Excerpt from the dataset

==*==

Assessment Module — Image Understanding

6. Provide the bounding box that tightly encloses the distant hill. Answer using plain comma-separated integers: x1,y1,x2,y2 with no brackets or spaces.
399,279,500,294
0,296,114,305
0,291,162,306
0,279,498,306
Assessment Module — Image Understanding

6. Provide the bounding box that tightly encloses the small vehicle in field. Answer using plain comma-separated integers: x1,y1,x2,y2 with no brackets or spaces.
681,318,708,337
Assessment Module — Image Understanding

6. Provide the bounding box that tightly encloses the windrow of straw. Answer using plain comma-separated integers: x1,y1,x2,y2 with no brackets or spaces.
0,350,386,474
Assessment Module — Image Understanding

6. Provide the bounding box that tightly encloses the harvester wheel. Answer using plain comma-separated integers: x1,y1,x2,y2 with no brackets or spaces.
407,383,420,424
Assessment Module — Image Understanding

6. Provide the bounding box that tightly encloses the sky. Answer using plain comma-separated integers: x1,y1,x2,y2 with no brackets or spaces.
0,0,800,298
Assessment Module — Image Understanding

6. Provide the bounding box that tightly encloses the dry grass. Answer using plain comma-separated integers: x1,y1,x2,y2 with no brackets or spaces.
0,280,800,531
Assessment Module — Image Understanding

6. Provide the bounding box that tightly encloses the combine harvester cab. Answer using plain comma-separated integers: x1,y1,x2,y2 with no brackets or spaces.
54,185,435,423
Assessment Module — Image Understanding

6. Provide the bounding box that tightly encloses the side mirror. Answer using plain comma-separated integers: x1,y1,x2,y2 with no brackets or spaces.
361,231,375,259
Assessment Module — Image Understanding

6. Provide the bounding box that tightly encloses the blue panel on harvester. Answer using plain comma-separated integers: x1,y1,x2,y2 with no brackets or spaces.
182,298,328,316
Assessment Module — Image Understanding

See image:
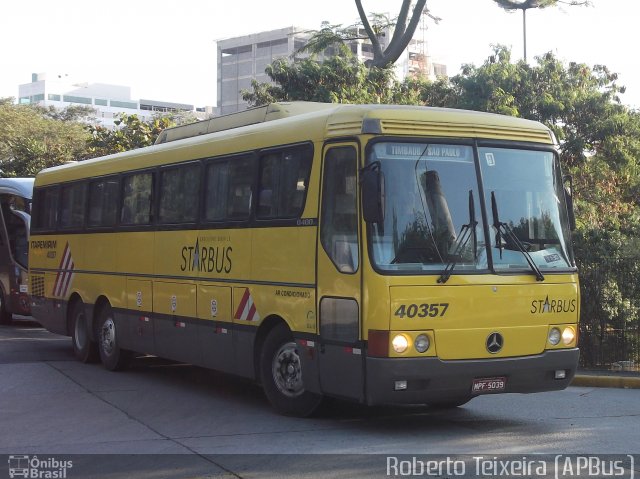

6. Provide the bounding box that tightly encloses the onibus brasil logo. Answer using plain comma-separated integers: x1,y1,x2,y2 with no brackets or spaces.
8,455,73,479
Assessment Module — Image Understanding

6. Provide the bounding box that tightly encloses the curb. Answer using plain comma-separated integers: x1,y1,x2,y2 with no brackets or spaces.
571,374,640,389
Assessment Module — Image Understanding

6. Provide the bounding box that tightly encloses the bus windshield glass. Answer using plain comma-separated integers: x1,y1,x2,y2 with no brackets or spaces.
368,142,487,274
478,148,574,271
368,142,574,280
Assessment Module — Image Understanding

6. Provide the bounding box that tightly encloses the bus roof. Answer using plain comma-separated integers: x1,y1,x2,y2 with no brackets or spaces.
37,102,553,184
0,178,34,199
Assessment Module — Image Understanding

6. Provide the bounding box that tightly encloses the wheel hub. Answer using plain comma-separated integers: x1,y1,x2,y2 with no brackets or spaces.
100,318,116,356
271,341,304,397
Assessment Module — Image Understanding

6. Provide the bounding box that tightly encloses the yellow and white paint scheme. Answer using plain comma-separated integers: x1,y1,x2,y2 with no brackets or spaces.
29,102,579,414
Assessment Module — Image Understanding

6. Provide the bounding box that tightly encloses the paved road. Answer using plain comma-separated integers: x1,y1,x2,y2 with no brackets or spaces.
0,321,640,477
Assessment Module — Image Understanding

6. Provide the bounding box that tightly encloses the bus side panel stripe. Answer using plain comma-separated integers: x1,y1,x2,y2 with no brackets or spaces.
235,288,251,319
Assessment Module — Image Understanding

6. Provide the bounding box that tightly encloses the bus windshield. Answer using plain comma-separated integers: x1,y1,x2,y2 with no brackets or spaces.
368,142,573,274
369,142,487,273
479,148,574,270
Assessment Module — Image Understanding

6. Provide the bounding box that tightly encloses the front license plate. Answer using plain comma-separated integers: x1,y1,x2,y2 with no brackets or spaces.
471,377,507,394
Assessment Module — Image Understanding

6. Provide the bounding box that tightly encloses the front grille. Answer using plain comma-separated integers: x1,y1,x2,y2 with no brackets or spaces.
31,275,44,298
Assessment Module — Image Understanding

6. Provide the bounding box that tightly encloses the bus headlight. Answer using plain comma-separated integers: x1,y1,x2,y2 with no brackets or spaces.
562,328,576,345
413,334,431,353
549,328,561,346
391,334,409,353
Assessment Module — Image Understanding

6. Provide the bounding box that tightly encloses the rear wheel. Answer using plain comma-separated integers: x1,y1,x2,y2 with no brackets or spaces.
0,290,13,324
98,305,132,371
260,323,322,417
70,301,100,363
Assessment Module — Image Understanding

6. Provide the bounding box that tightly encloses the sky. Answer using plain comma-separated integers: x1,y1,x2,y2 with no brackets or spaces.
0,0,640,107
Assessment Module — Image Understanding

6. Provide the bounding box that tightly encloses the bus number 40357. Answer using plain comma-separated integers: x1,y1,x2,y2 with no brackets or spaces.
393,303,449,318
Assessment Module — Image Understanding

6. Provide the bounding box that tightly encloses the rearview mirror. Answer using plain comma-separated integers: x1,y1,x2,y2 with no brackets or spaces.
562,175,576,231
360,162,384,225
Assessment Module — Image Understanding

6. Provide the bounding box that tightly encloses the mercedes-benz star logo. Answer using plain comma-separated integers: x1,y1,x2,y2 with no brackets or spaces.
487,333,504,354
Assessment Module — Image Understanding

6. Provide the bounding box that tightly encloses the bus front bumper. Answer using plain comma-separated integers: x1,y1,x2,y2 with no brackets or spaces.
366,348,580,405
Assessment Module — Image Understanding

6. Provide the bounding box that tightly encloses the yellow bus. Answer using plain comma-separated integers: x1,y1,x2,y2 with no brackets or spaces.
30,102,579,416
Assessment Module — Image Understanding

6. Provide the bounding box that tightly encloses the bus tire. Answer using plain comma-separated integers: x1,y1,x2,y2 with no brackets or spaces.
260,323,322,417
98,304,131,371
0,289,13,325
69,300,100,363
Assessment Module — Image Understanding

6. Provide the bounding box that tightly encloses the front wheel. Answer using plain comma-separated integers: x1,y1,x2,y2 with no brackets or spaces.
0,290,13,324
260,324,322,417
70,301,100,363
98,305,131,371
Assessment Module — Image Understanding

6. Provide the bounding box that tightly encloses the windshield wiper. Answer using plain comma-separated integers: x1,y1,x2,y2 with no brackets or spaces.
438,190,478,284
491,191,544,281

==*==

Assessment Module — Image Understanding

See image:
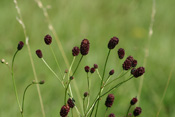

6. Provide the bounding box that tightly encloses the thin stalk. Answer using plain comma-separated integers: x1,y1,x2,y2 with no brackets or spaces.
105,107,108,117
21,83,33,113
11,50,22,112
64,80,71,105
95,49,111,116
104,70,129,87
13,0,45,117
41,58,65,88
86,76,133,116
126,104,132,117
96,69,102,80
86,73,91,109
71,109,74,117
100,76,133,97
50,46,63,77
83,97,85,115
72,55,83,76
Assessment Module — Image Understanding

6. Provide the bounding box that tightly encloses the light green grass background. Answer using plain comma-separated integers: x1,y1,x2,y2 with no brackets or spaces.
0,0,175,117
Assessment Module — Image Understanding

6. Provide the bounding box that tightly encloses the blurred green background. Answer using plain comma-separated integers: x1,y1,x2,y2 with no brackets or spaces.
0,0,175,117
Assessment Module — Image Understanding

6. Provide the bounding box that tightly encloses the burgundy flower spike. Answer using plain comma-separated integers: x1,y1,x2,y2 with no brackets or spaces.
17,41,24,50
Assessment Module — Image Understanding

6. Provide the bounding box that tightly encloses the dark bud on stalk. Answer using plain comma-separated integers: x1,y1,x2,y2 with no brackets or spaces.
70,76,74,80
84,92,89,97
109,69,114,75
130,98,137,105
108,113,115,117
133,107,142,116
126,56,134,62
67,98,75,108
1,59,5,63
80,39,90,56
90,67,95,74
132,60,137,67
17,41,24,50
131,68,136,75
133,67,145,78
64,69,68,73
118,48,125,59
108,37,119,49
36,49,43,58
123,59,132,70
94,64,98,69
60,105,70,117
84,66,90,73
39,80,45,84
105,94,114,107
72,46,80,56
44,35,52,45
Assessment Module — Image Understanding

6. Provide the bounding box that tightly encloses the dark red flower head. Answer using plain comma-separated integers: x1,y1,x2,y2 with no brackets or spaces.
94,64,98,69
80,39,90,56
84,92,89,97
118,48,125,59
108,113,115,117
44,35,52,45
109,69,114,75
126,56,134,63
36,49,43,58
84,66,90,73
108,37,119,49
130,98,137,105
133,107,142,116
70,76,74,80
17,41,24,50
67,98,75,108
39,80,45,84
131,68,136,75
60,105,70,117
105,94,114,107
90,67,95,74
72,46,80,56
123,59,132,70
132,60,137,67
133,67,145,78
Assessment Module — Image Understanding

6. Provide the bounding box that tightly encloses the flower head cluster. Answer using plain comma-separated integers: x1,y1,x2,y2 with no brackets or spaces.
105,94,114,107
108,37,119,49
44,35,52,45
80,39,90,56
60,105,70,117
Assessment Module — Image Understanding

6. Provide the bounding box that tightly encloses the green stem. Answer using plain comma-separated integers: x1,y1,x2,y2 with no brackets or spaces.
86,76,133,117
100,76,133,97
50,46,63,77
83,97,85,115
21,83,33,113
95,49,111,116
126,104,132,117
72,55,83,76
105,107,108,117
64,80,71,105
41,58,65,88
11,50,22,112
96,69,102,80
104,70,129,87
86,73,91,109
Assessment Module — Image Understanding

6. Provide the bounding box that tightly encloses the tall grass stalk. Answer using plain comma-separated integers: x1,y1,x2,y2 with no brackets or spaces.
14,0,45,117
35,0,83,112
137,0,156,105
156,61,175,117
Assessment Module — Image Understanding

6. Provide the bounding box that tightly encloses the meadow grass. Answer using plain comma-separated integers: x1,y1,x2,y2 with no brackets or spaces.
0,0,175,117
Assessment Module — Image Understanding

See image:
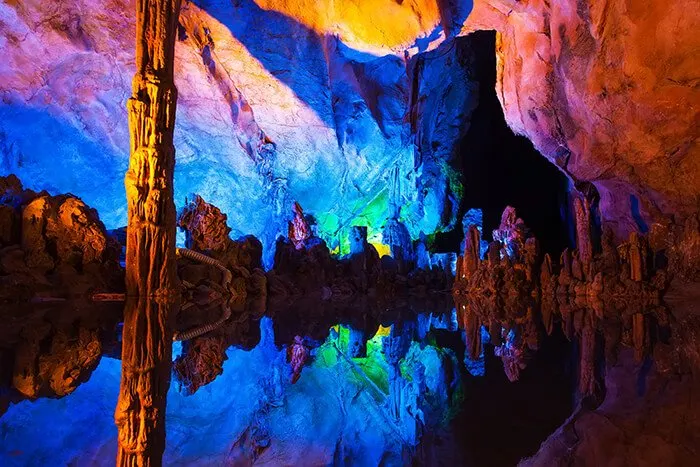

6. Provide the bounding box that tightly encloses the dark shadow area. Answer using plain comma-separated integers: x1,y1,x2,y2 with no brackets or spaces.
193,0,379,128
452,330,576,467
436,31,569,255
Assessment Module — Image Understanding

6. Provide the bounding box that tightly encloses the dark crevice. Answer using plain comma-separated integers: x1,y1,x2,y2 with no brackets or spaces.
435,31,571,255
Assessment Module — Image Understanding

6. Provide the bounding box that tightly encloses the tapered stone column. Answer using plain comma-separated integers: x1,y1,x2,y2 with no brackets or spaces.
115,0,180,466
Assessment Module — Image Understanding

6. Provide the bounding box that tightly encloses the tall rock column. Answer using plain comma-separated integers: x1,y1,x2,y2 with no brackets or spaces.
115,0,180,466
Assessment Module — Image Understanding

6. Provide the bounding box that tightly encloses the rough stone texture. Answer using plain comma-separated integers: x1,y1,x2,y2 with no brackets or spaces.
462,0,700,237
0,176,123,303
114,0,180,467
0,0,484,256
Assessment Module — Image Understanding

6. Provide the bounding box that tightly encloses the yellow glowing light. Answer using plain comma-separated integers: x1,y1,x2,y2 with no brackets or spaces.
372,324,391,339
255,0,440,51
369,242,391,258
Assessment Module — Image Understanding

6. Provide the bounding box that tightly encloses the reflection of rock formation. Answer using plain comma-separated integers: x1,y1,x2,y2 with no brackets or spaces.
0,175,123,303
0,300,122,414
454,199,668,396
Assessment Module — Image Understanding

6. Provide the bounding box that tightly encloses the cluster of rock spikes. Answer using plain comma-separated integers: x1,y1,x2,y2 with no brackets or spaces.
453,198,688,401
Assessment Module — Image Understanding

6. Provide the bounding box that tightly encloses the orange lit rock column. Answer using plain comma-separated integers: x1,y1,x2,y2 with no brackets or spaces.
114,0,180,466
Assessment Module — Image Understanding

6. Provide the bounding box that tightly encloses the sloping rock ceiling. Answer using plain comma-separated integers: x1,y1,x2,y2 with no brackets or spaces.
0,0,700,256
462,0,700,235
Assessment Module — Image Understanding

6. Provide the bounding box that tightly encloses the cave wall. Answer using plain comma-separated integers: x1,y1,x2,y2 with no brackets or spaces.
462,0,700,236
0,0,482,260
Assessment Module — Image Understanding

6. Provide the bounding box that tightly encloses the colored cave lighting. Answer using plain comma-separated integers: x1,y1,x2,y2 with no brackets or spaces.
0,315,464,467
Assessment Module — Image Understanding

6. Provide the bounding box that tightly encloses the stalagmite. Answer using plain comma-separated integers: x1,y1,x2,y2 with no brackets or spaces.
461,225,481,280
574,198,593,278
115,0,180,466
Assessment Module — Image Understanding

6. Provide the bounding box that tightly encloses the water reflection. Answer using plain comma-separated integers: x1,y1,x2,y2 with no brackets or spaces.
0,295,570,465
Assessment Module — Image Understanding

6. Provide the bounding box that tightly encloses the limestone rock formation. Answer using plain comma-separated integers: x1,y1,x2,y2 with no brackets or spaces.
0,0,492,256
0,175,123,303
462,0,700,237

==*==

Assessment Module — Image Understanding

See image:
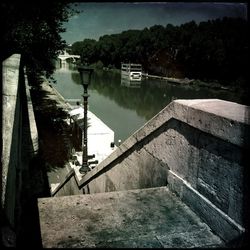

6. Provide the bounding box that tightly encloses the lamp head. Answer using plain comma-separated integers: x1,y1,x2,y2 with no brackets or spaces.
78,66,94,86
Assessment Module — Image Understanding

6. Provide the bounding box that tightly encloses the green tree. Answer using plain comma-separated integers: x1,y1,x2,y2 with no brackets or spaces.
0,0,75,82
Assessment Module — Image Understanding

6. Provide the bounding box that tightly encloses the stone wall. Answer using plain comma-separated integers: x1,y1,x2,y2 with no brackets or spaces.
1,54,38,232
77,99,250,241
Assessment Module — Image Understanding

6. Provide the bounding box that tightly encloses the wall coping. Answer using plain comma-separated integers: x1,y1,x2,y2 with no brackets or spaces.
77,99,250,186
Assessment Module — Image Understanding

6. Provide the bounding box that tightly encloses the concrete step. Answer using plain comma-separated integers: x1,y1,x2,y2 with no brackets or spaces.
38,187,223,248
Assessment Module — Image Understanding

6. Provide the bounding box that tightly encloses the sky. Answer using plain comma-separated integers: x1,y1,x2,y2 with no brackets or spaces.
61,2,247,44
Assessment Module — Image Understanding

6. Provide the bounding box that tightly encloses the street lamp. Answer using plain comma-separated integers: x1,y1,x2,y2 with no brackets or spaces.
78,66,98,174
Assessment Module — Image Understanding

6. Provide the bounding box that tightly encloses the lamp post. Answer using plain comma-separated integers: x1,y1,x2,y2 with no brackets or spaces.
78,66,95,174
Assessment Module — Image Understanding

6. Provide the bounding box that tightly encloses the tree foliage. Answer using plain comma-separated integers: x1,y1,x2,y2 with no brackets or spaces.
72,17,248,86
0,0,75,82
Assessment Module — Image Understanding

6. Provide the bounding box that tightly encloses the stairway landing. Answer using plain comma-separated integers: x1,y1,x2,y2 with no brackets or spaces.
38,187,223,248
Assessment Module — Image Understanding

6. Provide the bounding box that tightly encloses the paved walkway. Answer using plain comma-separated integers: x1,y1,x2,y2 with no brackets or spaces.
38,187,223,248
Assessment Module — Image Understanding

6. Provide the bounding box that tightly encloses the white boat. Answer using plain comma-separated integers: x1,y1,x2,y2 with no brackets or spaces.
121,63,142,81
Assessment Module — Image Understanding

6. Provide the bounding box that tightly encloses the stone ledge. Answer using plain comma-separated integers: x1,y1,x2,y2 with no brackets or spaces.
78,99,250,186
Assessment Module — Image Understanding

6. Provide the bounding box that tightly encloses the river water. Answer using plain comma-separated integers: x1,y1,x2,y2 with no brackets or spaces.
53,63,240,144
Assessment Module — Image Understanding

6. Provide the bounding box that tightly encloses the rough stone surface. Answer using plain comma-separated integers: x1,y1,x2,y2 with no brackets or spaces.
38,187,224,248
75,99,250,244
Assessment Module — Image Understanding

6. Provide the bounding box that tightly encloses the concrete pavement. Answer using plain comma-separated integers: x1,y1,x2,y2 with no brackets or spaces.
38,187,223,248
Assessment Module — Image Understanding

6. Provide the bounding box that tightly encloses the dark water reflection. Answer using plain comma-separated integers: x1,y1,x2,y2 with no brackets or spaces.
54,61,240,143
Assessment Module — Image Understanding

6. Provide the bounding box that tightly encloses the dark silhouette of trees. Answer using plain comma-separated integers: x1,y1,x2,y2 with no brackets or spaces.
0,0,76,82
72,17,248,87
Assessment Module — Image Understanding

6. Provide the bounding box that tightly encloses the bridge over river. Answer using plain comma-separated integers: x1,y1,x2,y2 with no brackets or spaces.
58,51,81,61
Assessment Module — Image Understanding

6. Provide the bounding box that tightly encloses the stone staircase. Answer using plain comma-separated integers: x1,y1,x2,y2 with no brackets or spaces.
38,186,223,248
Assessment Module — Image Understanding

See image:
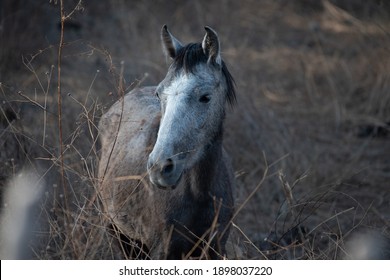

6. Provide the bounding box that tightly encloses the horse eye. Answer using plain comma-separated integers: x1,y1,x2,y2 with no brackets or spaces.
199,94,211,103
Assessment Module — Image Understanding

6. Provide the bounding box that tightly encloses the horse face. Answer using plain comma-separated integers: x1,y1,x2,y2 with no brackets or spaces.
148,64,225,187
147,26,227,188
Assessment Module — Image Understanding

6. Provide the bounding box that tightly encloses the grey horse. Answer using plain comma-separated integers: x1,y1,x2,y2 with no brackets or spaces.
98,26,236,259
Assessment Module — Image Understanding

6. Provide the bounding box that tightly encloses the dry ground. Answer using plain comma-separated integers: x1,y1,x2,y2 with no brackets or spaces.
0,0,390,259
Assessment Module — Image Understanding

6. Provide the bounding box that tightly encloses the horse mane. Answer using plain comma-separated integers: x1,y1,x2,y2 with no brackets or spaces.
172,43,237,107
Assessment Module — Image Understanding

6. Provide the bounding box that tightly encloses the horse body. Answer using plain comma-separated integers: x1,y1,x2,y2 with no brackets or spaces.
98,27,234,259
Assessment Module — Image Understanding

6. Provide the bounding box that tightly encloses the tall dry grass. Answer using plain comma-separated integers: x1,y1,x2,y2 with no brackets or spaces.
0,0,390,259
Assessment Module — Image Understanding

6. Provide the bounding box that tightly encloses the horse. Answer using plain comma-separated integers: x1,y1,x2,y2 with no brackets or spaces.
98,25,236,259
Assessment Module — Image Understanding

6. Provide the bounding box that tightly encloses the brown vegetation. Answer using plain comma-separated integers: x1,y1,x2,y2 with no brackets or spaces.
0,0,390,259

==*==

**Directions for this task**
Locate each line in the data above that contains the word "concrete" and copy those lines out.

**Solution to this exercise**
6. Provide the bounding box that tightly encloses the concrete step. Answer using plain comma-separated integers: x1,y1,x2,y2 with no brackets or spaces.
6. Provide the bounding box that tightly encloses the concrete pavement. Answer using plain comma-separated integers: x1,y1,x2,y2 with no brackets or spaces.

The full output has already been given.